[Saved data entries]

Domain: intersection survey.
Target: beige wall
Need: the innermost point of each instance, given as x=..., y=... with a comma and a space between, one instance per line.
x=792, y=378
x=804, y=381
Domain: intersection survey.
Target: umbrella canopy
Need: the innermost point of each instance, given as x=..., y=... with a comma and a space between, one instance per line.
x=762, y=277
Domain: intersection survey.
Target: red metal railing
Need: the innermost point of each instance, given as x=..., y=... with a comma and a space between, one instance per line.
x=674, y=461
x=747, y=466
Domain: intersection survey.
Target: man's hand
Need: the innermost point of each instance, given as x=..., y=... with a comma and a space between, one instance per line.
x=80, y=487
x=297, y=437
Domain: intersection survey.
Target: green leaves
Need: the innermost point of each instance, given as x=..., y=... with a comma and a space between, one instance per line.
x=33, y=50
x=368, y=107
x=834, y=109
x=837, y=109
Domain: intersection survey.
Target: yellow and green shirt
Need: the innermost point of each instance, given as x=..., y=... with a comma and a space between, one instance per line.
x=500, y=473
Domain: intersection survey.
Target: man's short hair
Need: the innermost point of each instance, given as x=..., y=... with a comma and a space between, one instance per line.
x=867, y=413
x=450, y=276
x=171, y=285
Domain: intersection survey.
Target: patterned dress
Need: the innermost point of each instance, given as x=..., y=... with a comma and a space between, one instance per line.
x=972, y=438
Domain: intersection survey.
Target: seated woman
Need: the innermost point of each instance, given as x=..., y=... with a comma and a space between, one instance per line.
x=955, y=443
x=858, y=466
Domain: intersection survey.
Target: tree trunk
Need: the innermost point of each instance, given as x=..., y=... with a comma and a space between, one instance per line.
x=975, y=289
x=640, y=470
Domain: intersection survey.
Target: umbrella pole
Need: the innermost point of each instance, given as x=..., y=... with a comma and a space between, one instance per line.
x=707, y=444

WHAT YOU SHOULD DO:
Print out all the entries precisely as written.

FINISHED EXERCISE:
Domain: intersection survey.
Target: beige wall
Need: the innermost point of each instance, given as x=..., y=... with a comma and a space between, one instance per line.
x=792, y=378
x=804, y=381
Domain: intersection survey.
Target: umbrella canopy
Need: the innermost point of each instance, given as x=..., y=... with a comma and a space between, one instance per line.
x=762, y=277
Domain: intersection survey.
Target: red metal railing
Need: the innermost point of each instance, given as x=..., y=... with a comma and a space between, one instance per line.
x=674, y=461
x=747, y=466
Domain: intersection survey.
Target: man's hand
Need: the innermost point of each instance, given as x=..., y=... with a comma and a space between, one instance per line.
x=80, y=487
x=297, y=437
Domain: intersection survey.
Target: green leaves
Need: the innermost point of each instance, given as x=..., y=... with a comma and a space between, one instance per line.
x=33, y=50
x=368, y=107
x=834, y=109
x=837, y=109
Domain: intersection survey.
Target: yellow and green shirt
Need: the innermost point of each instance, given as x=..., y=... with a comma and a space between, one instance per line.
x=500, y=473
Domain: intersection survey.
Target: man's short hair
Need: the innermost point of each instance, given as x=..., y=... with a comma and a space between, one instance per line.
x=867, y=413
x=450, y=276
x=171, y=285
Domain: intersection survey.
Target: patterned dress
Need: the innermost point of each instance, given as x=..., y=... with a comma and a space between, one instance per line.
x=972, y=438
Domain: intersection survey.
Target: seated woman
Need: the innermost point of each instance, given as x=..., y=... with a comma and a space between, one instance per line.
x=955, y=443
x=858, y=466
Domain: intersection survey.
Target: tree trunk
Need: the innermost point of each instance, given as x=..., y=... with a comma and a space between, one instance per line.
x=975, y=289
x=640, y=470
Domain: intersection survey.
Target: umbrella pole
Need: the innermost point of each instance, given as x=..., y=... with a comma and a space between, one instance per line.
x=707, y=444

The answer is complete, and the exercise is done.